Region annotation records
------

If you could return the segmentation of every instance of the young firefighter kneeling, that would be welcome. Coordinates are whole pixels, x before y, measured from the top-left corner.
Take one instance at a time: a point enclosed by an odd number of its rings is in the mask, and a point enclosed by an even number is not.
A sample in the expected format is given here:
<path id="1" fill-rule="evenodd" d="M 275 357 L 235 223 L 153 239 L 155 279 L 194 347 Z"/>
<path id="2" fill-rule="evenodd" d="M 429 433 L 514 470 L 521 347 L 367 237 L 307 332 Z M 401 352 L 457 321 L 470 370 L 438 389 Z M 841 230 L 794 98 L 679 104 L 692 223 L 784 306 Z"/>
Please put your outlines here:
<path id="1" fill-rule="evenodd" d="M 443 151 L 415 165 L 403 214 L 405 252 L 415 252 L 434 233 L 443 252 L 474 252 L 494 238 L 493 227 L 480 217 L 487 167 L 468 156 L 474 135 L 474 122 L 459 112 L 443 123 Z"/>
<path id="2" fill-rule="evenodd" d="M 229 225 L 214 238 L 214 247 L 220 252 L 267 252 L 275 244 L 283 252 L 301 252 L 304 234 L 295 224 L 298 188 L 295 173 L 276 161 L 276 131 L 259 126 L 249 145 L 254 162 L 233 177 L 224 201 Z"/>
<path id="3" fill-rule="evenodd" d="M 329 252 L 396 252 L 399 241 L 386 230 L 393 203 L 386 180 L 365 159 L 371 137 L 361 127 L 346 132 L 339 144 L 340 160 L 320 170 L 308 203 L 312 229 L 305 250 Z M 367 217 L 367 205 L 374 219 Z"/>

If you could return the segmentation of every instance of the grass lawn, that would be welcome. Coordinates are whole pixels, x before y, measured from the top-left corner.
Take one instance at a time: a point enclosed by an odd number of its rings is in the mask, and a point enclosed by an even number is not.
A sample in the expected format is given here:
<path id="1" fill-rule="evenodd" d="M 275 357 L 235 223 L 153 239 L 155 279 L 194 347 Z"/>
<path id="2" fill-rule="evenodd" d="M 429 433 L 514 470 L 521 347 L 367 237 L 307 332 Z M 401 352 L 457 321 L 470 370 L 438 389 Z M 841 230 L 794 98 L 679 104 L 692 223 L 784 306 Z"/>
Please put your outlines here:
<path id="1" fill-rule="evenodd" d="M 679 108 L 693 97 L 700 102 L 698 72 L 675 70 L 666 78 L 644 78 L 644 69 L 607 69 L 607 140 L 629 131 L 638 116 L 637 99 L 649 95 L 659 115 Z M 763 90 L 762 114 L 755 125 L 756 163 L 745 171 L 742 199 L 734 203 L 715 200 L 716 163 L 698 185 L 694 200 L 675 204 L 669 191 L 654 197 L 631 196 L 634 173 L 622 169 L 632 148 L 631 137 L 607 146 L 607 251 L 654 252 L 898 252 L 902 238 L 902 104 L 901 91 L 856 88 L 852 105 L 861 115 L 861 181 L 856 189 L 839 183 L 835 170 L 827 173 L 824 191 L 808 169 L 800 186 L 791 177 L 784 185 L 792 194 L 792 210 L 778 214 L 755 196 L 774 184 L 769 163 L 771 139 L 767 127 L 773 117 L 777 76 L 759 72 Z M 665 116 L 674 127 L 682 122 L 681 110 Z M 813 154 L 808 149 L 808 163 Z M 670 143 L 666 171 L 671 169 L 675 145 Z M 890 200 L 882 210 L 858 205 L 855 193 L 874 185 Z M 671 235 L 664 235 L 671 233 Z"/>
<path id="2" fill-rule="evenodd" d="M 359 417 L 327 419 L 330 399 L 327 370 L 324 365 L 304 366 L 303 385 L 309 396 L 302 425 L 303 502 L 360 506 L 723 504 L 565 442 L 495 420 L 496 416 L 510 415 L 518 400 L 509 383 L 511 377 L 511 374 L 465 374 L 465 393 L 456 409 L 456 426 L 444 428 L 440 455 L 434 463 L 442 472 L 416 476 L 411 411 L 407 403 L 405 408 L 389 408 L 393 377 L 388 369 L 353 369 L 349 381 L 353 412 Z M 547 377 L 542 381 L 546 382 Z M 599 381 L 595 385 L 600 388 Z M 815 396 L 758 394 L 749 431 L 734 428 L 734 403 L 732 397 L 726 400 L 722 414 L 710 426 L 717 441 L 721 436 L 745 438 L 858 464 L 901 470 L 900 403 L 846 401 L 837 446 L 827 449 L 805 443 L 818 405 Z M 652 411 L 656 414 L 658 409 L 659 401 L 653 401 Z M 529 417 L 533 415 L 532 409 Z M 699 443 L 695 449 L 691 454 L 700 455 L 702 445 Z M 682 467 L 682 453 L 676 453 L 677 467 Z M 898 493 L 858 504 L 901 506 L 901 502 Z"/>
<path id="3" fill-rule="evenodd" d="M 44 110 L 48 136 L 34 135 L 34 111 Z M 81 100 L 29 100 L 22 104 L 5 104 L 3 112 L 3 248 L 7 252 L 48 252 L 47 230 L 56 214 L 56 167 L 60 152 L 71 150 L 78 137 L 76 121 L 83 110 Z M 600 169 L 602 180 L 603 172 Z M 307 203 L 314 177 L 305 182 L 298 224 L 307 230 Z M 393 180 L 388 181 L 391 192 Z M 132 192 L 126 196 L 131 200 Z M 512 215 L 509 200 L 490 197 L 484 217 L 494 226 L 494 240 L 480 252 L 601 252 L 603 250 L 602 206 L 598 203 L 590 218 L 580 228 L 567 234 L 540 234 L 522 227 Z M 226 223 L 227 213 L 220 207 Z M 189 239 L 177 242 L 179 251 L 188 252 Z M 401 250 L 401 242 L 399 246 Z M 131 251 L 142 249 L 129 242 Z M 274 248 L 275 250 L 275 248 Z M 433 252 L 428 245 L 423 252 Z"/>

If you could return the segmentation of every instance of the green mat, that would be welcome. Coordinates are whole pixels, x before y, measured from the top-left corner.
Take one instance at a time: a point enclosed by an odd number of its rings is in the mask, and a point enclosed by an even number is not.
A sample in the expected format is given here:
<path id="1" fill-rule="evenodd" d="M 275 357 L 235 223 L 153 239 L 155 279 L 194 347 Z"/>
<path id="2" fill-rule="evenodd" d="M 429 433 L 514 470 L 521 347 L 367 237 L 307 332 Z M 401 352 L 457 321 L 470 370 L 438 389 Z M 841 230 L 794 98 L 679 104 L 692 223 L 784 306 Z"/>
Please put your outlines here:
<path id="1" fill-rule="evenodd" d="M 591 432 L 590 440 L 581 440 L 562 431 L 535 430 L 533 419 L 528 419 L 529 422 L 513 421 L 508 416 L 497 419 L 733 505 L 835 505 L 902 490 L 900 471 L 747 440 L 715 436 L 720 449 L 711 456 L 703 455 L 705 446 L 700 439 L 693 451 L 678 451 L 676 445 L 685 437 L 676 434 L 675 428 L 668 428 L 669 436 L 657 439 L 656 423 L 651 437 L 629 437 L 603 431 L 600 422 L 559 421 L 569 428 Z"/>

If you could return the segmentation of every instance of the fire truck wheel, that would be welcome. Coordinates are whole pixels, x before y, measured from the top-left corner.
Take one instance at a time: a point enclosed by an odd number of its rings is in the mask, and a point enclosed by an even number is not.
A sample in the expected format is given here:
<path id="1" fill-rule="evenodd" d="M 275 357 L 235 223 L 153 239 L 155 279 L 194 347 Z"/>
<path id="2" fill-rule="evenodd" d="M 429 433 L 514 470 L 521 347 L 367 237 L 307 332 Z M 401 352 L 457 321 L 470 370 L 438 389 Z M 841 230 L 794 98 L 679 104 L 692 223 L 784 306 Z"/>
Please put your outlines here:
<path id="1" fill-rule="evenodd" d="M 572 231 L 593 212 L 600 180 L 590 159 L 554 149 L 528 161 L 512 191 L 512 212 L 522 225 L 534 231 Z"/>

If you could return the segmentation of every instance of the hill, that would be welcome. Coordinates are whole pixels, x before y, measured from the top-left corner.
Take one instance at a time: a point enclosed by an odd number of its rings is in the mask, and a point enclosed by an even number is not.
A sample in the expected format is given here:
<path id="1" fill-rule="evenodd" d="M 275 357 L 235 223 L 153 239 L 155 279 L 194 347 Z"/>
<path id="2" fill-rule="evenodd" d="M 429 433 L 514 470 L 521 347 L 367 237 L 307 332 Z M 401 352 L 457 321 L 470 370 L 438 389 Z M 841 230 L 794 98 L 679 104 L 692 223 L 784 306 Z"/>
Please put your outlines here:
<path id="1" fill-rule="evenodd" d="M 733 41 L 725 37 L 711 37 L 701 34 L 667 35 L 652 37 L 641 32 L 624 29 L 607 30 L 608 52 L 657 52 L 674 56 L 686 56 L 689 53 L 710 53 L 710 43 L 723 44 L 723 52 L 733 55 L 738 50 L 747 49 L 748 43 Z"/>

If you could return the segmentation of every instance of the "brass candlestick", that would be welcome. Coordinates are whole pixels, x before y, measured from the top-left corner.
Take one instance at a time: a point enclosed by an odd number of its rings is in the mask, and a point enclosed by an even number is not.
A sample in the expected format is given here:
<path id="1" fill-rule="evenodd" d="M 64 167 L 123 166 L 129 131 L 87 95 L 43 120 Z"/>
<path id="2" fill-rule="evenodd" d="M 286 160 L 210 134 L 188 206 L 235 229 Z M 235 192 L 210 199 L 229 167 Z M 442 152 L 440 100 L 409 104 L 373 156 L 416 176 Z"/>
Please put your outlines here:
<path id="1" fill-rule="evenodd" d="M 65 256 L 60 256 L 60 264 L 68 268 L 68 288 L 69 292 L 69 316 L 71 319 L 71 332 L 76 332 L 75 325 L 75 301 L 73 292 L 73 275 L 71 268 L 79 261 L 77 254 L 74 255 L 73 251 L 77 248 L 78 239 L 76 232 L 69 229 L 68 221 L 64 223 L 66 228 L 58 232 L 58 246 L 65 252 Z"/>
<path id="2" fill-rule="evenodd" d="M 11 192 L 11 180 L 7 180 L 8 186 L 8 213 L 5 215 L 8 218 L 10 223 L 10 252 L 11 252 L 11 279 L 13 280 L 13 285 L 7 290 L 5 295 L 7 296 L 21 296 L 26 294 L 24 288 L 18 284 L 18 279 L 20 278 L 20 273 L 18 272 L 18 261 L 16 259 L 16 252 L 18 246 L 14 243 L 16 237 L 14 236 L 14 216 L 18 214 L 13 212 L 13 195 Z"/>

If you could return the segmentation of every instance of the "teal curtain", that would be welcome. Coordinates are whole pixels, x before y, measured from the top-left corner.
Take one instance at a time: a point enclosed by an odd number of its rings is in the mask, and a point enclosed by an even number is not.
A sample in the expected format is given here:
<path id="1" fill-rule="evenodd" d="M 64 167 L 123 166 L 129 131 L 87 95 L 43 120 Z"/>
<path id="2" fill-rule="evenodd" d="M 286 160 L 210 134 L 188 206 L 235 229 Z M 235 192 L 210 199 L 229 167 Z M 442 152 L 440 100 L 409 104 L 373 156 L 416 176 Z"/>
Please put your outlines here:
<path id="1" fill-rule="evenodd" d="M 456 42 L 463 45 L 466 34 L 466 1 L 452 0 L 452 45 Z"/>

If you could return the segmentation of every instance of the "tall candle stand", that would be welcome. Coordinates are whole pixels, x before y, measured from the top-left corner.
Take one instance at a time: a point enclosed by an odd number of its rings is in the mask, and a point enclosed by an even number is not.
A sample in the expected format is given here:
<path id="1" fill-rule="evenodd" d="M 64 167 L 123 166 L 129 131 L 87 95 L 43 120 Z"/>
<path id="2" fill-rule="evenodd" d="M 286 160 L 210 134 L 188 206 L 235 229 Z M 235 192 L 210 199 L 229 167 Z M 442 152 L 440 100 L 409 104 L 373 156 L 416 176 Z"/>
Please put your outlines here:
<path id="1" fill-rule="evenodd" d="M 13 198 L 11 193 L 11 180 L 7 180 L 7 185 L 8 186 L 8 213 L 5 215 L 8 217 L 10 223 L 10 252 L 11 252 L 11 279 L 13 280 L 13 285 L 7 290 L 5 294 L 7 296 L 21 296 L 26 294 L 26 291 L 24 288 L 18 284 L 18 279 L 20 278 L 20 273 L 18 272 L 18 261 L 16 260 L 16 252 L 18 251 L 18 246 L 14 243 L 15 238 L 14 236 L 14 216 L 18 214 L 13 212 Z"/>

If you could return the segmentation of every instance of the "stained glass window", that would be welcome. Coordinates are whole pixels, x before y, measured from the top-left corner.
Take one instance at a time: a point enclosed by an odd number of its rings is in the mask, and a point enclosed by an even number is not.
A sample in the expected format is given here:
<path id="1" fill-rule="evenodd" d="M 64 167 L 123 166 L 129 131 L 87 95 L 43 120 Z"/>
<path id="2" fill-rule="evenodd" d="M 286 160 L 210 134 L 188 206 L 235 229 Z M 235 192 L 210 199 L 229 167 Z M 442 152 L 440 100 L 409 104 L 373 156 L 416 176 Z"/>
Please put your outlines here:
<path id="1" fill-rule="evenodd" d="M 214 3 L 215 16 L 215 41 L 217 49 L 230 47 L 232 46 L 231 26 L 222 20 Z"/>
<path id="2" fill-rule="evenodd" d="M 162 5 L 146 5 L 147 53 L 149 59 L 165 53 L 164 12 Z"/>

------

* [WHAT YOU NEED TO DO]:
Lay out the data from the line with "the hill, that" up to and including the line with "11 192 L 11" as a two-column CSV with columns text and answer. Give one row for each text-and-answer pair, with each value in a single quoted field and line breaks replaced by spaces.

* [REPLY TO THE EXERCISE]:
text,answer
"If you could return the segmentation of every instance of the hill, that would be welcome. Coordinates are whole pixels, x before y, measured from the top-left corner. Take one instance at a time: a point enclosed by an odd number of its rings is in the mask, and a point enclosed by an even number is not. A sample in the expected format is given here: <path id=""1"" fill-rule=""evenodd"" d=""M 275 357 L 235 223 L 153 239 L 155 279 L 194 347 Z""/> <path id=""2"" fill-rule=""evenodd"" d=""M 429 433 L 514 470 L 521 347 L 367 237 L 307 332 Z M 401 352 L 457 321 L 470 370 L 438 389 Z M 841 230 L 794 98 L 679 104 L 692 223 L 784 306 Z""/> Please put your outlines here:","<path id=""1"" fill-rule=""evenodd"" d=""M 733 41 L 725 37 L 711 37 L 701 34 L 667 35 L 652 37 L 641 32 L 624 29 L 607 30 L 608 52 L 657 52 L 674 56 L 686 56 L 689 53 L 710 53 L 710 43 L 723 44 L 723 52 L 733 55 L 738 50 L 747 49 L 748 43 Z""/>"
"If you could return the segmentation of every instance of the ""brass candlestick"", that would be welcome. Coordinates are whole pixels, x before y, measured from the top-left corner. Take one instance at a time: a point enclosed by an odd number of its rings is in the mask, and a point enclosed by an even number is not. A sample in the expected format is given here: <path id=""1"" fill-rule=""evenodd"" d=""M 64 167 L 123 166 L 129 131 L 87 95 L 43 120 Z""/> <path id=""2"" fill-rule=""evenodd"" d=""M 286 160 L 210 134 L 188 206 L 235 229 Z M 235 192 L 210 199 L 229 167 Z M 442 152 L 440 100 L 409 104 L 373 156 L 416 176 Z""/> Please put your outlines here:","<path id=""1"" fill-rule=""evenodd"" d=""M 65 256 L 60 256 L 60 264 L 68 268 L 68 288 L 69 292 L 69 316 L 71 319 L 71 332 L 76 332 L 75 325 L 75 301 L 73 292 L 73 275 L 71 268 L 79 261 L 77 254 L 74 255 L 73 251 L 77 248 L 78 239 L 76 232 L 69 229 L 68 221 L 64 223 L 66 228 L 58 232 L 58 246 L 65 252 Z""/> <path id=""2"" fill-rule=""evenodd"" d=""M 11 192 L 11 180 L 7 180 L 8 186 L 8 213 L 5 215 L 8 218 L 10 223 L 10 252 L 11 252 L 11 279 L 13 280 L 13 285 L 7 290 L 5 295 L 7 296 L 21 296 L 26 294 L 24 288 L 18 284 L 18 279 L 20 278 L 20 273 L 18 272 L 18 261 L 16 259 L 16 252 L 18 246 L 14 243 L 16 237 L 14 236 L 14 216 L 18 214 L 13 212 L 13 195 Z""/>"